## Material to process
--

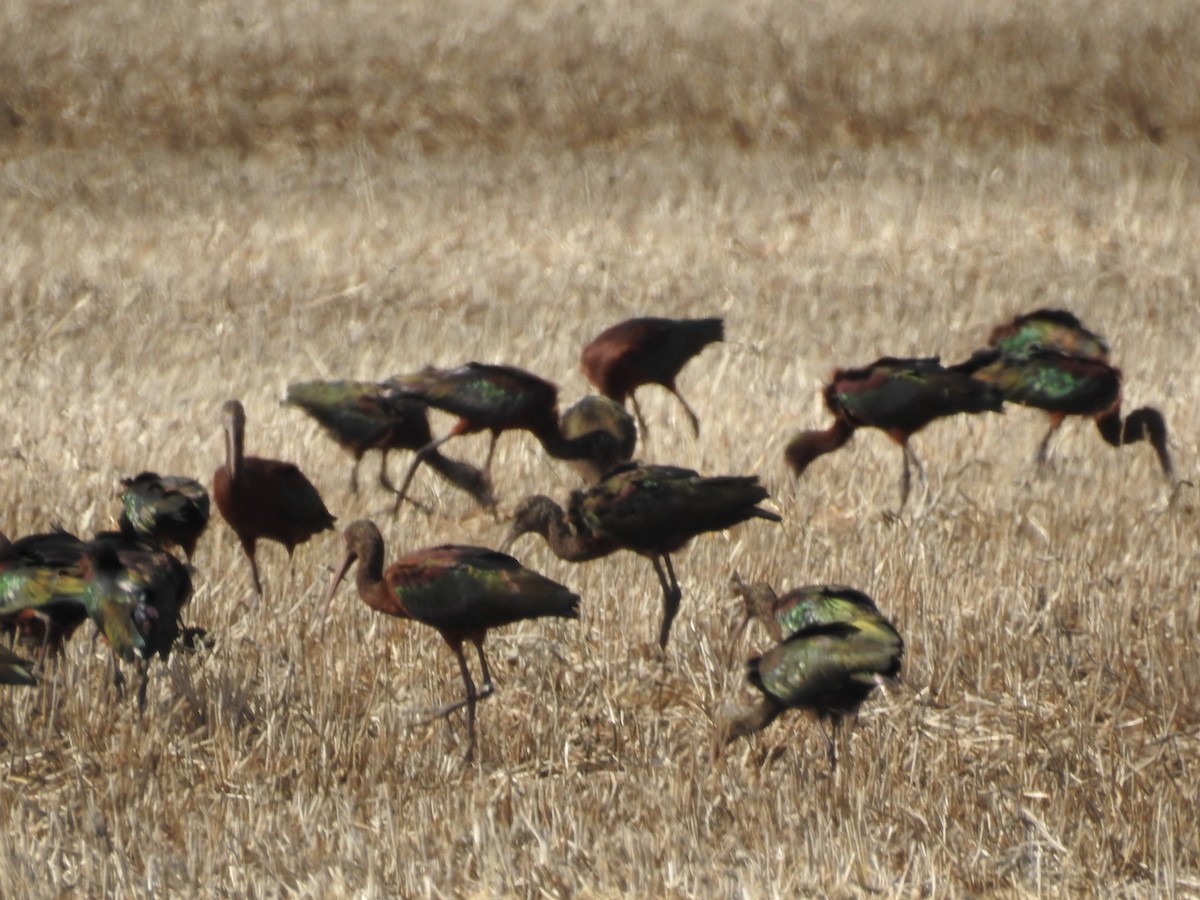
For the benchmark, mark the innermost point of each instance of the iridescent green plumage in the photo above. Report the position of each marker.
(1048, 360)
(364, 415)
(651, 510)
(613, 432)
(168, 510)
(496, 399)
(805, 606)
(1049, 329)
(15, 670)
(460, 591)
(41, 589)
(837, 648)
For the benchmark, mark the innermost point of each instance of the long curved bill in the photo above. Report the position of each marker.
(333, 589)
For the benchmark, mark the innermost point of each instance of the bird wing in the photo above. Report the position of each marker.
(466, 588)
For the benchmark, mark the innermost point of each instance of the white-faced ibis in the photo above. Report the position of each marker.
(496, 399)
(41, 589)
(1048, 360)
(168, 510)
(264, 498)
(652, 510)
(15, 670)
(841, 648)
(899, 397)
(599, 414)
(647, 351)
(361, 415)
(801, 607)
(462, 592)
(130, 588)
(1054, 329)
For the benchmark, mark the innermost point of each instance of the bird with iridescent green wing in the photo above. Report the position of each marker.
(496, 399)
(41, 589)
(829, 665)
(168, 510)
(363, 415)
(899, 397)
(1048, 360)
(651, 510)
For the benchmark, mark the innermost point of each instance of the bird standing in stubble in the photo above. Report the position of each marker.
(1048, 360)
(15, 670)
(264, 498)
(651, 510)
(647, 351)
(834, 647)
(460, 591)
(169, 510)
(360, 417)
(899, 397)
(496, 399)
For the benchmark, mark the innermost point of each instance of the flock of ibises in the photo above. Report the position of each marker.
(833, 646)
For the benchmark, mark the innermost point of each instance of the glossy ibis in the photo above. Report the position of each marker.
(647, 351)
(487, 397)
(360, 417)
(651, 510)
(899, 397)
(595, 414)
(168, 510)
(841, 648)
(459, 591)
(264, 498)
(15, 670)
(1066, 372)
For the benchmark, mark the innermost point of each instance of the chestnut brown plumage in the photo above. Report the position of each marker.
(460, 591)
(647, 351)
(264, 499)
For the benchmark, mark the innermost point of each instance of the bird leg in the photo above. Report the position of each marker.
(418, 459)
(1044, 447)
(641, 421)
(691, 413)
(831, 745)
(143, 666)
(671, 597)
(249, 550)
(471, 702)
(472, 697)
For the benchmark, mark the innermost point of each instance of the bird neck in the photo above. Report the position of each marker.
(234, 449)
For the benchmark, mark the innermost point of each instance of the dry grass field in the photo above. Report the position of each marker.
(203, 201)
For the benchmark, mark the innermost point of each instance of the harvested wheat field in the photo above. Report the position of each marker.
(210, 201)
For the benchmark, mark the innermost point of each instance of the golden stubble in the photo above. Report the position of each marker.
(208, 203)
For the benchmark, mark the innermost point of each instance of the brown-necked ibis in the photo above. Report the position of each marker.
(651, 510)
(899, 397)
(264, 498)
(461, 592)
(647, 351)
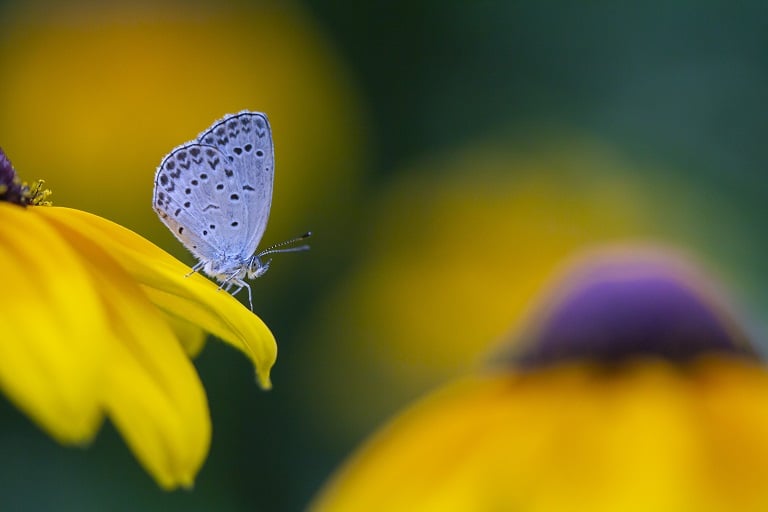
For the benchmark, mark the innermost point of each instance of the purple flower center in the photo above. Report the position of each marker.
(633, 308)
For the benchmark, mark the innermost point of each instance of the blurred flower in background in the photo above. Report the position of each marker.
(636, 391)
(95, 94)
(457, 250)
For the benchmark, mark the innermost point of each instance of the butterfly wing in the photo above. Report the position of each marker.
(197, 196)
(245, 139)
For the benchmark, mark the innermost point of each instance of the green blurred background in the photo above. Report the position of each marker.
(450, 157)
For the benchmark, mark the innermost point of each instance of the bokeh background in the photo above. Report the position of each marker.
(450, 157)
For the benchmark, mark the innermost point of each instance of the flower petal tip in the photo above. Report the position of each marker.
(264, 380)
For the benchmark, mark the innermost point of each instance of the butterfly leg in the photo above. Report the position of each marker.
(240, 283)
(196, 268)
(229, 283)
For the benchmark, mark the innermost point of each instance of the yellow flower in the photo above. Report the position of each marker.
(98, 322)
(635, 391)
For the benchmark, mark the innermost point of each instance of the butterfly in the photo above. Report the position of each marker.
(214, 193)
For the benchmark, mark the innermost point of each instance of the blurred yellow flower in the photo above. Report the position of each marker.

--

## Exercise directions
Restate the data above word for word. Do not include the images.

## The reply
For the benchmark, mark the innermost point of each instance of the iridescent green plumage in the photo above. Report the position of each marker.
(1048, 360)
(364, 415)
(651, 510)
(613, 432)
(168, 510)
(496, 399)
(805, 606)
(1049, 329)
(15, 670)
(460, 591)
(41, 589)
(837, 648)
For the benchmark, mark the innermost point of each instance of the long curved bill in the photo above. Report the position of each marker.
(333, 589)
For the benchmark, mark the innermost point of each instance of the bird wing in the photo above. Report the position of each marker.
(466, 588)
For the benchmark, mark the innermost point of each instance of the white-faced ibis in the photo above. Report the position of each marker.
(496, 399)
(41, 589)
(1048, 360)
(168, 510)
(264, 498)
(652, 510)
(15, 670)
(841, 648)
(899, 397)
(599, 414)
(647, 351)
(361, 415)
(801, 607)
(462, 592)
(130, 588)
(1054, 329)
For the benchmark, mark the innermost point of each instance of the bird with iridescent green wing in the photo above. Report the position of each marker.
(496, 399)
(41, 589)
(829, 665)
(168, 510)
(363, 415)
(899, 397)
(1048, 360)
(651, 510)
For the benchmark, mark the innermost point of each instance of the bird standing in stubble in the photo above. Report the position of each marker.
(1048, 360)
(15, 670)
(264, 498)
(651, 510)
(647, 351)
(834, 647)
(460, 591)
(169, 510)
(360, 417)
(899, 397)
(496, 399)
For the benchmark, mark the innermost point of each instance of the flock of ibises in the photo above. Report the position of each marker.
(833, 646)
For the benchmark, mark the innermost point of each instance of the glossy ibis in the photo above. Report the position of each marker.
(647, 351)
(487, 397)
(360, 417)
(651, 510)
(899, 397)
(595, 414)
(168, 510)
(841, 648)
(459, 591)
(264, 498)
(15, 670)
(1066, 372)
For the benchmark, mark the innermost point of each instance of the chestnut brown plumage in the photo above. Report the position of each marker.
(460, 591)
(647, 351)
(264, 499)
For the benchmark, mark the innermost point of each instance of the bird leg in the photo above. Report the position of each marker.
(418, 459)
(1044, 447)
(641, 421)
(691, 413)
(831, 745)
(143, 666)
(671, 597)
(249, 550)
(471, 702)
(472, 697)
For the benchmark, mark the innermost point of each instance of the bird neck in the photo above. Report the position of each marker.
(234, 449)
For the benchmark, mark the innermost point of each instance of the dry grass field in the photo above. Report the position of each marker.
(203, 201)
For the benchmark, mark the innermost point of each instance of the harvested wheat field in the photo above. Report the position of each marker.
(210, 201)
For the benchmark, mark the innermost point of each instance of the golden stubble in the photo above. Report the position of each marker.
(208, 203)
For the benchmark, mark the innermost point of each instance of the brown-necked ibis in the photo above. Report the position of each marker.
(651, 510)
(899, 397)
(264, 498)
(461, 592)
(647, 351)
For the benchmark, mark the innermost point of each instance of the purple flower center in the photo above. Report the position of each marker.
(633, 308)
For the benchmark, mark the innermost point of each instance of the blurred flower in background in the photo above. Report the position of each marker.
(636, 391)
(95, 94)
(457, 250)
For the benchmark, mark the innermost point of each instance of the butterfly wing in the photo above. Report the position of each marker.
(197, 196)
(245, 139)
For the benchmark, mark the innermost point of each instance of the green blurred background in the photo above. Report the position of each marker.
(450, 157)
For the benchmark, mark the innermost point of each instance of the bokeh background in the photo above. Report the position of each marker.
(450, 157)
For the benchmark, mark the innermost point of each instance of the flower petal tip in the photo above. Report the position of each marker.
(264, 380)
For the benchmark, mark the innermost point of each instance of the butterfly leg in the photo above. Report the position of each marker.
(240, 283)
(196, 268)
(229, 283)
For the benchmark, mark the innermost point of each instance of the yellow flower in the photo above. Report the position of each marker.
(98, 322)
(635, 391)
For the benchmark, mark the innermost point of each instance of the butterfly in the photo above. Report the position of each marker.
(214, 193)
For the benchmark, mark the innermost point of each instance of the blurred yellow flower in the photo above. Report the position of each marker.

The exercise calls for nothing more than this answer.